[Point placement lines]
## Start
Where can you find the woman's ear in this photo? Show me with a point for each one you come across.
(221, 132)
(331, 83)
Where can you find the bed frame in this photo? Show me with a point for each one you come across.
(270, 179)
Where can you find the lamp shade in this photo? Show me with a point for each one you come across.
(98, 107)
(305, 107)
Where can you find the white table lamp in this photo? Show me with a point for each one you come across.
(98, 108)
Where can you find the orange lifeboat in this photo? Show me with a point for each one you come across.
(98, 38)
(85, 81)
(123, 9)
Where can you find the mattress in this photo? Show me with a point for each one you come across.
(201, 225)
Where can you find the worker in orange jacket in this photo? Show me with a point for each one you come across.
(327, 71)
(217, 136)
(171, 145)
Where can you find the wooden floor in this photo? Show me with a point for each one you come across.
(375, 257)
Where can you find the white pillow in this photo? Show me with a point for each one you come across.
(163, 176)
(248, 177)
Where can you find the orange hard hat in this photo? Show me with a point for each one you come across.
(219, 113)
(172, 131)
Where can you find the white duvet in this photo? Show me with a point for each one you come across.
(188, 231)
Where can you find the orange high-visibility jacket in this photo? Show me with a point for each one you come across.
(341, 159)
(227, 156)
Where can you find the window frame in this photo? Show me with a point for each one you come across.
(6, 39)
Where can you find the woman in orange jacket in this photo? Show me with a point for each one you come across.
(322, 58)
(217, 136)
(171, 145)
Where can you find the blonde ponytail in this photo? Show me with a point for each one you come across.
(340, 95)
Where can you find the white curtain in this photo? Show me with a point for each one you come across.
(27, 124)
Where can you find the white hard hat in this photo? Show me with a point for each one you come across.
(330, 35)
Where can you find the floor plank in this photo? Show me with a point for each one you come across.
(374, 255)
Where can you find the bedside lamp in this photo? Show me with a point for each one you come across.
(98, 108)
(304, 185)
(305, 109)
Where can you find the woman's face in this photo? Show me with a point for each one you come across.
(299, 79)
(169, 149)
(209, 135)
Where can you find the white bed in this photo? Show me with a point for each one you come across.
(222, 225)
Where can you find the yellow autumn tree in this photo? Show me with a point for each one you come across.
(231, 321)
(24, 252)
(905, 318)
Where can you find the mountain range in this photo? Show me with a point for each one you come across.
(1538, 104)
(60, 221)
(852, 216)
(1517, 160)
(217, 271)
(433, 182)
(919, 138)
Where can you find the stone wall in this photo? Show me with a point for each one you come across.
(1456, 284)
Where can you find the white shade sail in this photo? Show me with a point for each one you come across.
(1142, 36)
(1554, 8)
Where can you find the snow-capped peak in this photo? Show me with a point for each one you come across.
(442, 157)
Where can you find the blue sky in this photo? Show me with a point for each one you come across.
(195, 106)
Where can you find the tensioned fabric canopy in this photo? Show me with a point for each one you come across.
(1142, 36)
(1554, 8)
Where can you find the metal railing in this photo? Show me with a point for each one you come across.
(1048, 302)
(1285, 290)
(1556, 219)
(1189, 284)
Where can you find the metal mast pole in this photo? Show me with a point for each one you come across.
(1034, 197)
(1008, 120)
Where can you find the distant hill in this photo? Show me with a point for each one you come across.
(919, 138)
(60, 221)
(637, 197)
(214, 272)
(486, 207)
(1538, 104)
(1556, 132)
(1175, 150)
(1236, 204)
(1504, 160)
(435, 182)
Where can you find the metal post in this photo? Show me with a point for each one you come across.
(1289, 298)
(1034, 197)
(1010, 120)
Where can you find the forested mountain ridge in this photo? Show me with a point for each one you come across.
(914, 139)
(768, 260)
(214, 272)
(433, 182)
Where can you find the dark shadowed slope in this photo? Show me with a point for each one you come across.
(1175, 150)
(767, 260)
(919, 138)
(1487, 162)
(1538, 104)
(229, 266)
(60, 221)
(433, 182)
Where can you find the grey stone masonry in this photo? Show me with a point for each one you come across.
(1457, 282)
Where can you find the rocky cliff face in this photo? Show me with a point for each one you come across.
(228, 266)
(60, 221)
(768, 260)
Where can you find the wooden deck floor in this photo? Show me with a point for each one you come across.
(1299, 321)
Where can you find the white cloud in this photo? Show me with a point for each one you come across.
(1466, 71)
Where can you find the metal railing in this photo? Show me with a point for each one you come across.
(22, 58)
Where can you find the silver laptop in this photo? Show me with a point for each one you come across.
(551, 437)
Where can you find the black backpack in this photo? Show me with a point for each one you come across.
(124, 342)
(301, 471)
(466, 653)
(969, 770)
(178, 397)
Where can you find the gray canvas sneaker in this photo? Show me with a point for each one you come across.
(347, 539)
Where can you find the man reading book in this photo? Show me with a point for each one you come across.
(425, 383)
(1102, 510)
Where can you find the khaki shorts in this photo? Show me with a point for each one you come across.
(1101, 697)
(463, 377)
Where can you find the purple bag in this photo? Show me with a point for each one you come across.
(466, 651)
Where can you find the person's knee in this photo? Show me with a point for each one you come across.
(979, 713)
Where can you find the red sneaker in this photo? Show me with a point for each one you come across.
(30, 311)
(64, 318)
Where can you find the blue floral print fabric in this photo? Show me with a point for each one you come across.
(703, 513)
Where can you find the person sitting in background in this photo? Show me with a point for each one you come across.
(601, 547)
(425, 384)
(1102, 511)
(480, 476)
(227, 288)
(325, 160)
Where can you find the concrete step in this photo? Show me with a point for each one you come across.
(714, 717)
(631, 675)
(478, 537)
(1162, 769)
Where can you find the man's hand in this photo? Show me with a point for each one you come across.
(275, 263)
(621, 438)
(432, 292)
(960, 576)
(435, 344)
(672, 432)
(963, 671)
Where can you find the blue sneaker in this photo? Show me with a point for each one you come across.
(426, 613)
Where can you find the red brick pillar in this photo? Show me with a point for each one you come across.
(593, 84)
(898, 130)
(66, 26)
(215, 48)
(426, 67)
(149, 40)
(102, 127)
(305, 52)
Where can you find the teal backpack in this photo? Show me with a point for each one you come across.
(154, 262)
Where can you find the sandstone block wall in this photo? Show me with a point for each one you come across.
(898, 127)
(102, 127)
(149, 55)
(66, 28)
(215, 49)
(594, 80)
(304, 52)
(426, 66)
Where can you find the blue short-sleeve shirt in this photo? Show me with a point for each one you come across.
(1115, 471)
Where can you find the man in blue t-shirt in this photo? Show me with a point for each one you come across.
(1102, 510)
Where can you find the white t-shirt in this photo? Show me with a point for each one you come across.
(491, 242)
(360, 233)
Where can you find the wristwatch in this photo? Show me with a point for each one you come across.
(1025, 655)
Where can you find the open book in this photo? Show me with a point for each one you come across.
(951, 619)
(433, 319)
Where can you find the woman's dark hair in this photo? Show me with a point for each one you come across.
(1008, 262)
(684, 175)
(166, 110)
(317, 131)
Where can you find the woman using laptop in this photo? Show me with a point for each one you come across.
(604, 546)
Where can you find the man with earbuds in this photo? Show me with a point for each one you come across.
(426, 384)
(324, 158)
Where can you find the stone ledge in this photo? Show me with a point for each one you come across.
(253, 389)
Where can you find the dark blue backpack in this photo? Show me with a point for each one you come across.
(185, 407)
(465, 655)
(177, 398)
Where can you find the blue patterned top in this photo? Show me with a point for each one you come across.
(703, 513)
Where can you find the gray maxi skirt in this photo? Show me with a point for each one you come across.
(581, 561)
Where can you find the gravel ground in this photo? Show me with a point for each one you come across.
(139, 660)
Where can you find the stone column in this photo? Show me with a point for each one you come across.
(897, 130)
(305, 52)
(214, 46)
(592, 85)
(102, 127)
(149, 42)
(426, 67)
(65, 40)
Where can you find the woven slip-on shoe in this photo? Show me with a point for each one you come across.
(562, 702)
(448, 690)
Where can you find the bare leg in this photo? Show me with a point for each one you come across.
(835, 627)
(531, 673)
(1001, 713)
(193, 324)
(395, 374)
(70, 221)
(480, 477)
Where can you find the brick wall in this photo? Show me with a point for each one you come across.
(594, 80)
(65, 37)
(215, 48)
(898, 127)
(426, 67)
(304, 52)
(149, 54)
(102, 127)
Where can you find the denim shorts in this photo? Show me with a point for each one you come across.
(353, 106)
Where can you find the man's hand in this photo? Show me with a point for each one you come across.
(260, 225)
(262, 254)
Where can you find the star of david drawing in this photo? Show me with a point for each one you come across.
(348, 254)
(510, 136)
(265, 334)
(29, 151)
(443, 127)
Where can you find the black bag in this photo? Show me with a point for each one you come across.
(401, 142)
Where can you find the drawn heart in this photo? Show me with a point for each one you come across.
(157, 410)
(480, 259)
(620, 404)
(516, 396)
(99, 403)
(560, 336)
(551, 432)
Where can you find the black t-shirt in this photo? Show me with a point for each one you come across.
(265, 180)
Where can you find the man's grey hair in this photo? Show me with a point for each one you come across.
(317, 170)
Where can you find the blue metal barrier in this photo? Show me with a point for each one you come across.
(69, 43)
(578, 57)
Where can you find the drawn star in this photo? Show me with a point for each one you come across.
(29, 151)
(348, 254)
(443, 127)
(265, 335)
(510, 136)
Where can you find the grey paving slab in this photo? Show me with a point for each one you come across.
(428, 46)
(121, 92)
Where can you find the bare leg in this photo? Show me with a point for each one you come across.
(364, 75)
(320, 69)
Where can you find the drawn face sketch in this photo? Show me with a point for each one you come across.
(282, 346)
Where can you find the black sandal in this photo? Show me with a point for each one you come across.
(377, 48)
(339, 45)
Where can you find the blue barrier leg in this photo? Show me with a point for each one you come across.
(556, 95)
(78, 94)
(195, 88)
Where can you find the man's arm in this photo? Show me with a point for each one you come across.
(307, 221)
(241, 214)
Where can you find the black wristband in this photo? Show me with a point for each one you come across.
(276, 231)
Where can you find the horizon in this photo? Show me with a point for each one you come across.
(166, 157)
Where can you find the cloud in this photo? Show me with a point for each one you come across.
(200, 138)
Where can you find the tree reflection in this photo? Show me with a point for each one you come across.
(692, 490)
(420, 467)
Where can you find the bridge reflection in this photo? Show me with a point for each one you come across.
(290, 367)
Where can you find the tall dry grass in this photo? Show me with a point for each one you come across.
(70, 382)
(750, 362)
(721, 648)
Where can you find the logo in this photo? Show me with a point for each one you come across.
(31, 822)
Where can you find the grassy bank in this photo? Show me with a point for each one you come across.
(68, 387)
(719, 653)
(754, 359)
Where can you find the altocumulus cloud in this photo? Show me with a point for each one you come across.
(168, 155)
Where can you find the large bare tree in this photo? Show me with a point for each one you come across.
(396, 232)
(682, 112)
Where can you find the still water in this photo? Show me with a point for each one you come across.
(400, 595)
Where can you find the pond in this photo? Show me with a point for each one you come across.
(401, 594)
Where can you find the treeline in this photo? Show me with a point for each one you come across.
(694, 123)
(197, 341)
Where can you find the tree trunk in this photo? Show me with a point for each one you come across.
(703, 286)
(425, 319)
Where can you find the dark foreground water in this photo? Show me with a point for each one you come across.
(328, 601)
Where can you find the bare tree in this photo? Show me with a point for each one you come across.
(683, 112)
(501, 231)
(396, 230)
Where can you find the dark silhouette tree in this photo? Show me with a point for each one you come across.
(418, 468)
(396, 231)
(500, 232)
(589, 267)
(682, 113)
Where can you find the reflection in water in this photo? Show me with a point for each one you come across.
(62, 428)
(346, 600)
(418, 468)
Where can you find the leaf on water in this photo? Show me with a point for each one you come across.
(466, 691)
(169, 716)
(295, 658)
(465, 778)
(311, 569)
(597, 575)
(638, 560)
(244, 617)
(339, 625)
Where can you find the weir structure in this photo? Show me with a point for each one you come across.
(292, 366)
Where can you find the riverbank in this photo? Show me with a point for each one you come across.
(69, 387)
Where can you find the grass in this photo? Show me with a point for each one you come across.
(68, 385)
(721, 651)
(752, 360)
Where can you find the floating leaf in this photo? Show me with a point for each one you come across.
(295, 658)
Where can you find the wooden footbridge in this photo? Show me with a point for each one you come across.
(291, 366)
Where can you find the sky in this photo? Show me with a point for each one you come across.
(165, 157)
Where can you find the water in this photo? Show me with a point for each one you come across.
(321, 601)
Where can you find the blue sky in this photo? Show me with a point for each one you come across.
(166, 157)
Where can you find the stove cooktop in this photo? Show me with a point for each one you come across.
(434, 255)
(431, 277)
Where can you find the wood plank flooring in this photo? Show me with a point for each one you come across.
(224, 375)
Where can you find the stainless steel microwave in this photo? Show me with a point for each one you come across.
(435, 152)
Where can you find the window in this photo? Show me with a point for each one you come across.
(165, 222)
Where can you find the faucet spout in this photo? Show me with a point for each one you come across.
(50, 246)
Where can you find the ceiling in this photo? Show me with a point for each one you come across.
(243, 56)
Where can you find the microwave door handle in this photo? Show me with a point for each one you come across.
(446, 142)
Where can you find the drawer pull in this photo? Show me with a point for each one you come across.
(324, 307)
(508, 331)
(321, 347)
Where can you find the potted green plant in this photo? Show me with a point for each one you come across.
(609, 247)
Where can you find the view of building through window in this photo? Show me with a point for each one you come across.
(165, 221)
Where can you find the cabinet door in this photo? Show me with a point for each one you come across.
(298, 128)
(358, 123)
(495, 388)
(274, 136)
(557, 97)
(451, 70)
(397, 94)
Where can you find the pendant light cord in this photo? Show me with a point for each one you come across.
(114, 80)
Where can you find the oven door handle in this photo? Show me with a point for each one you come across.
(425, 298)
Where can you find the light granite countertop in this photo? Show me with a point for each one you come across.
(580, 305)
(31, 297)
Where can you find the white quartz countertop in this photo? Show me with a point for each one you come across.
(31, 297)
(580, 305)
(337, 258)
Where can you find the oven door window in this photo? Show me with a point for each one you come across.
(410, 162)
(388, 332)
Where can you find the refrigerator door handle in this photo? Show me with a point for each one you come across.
## End
WHAT YOU NEED TO DO
Copy out the lines from the one containing "Where can you find the blue floral" through the one containing "(1025, 655)", with both of those lines included. Reproduce them word for word.

RESULT
Where can you find the blue floral print fabric in this photo? Show me with a point for each one you come across.
(703, 513)
Where can you find the person sitting in background in this photo? Show me with a point for each one you come across.
(601, 547)
(425, 384)
(1102, 511)
(480, 476)
(227, 288)
(325, 160)
Where can you find the concrete step in this photo? Show me with a point for each one you come across.
(714, 717)
(631, 675)
(478, 537)
(1162, 769)
Where can you find the man's hand in this photo? Show me with a point for each one you come across.
(275, 263)
(621, 438)
(432, 292)
(960, 576)
(435, 344)
(672, 432)
(963, 671)
Where can you find the blue sneaker in this photo? Show me with a point for each one you come across.
(426, 613)
Where can you find the red brick pillar in this photo? Show me with a point for each one you come across.
(593, 84)
(898, 130)
(66, 26)
(215, 48)
(426, 67)
(149, 40)
(102, 127)
(305, 52)
Where can you find the teal backpack in this photo? Show me with a point for each one you come across.
(154, 262)
Where can you find the sandstone block wall in this photo? Show me with a point for each one you come across.
(898, 127)
(102, 127)
(149, 55)
(66, 28)
(215, 49)
(594, 80)
(304, 52)
(426, 66)
Where can you find the blue short-sleeve shirt in this photo? Show me with a point for each one you come across.
(1115, 471)
Where can you find the man in blue t-shirt in this photo? Show me with a point for each one you come across.
(1102, 510)
Where can you find the white t-shirt in this photo? Show me with a point for each one you come across.
(491, 242)
(360, 233)
Where can you find the wristwatch in this photo? Show me with a point for each one you come across.
(1025, 655)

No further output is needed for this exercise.